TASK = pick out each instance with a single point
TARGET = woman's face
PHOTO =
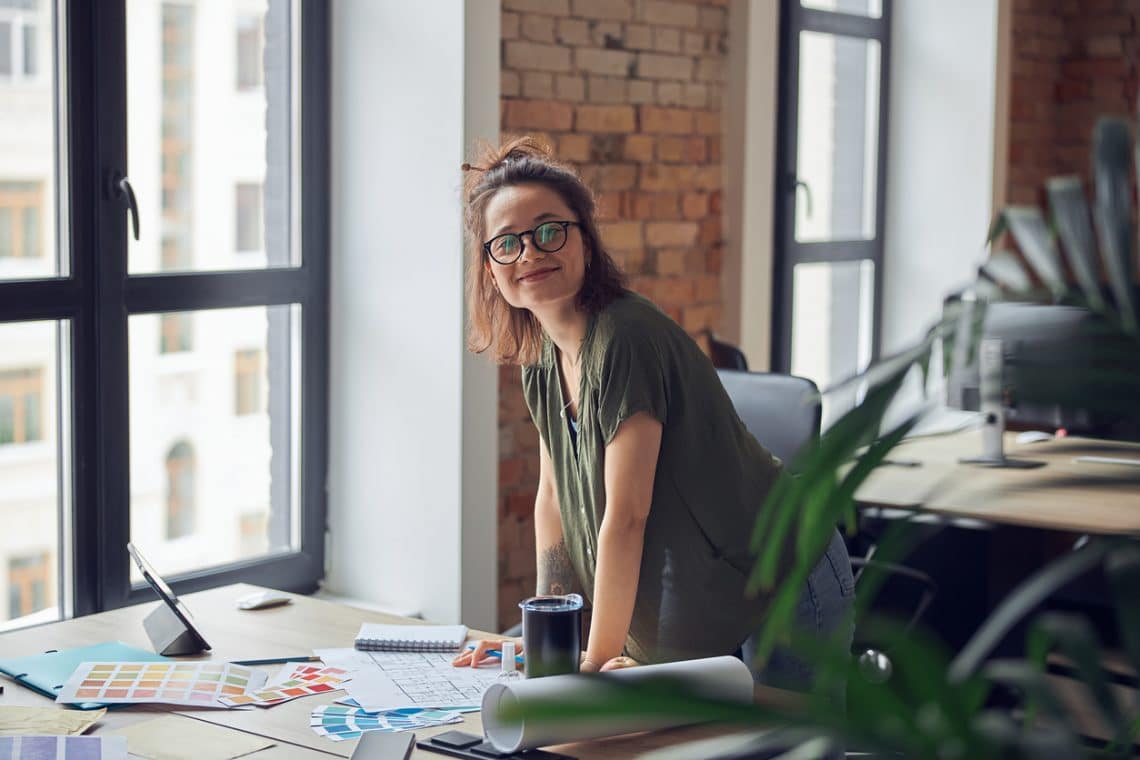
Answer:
(537, 279)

→ YOUR OBJECTIVE
Output the listing unchanged, pictures excluded.

→ FINISHED EXERCISE
TASK = pick out each instance with a single point
TARGET = woman's face
PHOTO =
Answer:
(537, 279)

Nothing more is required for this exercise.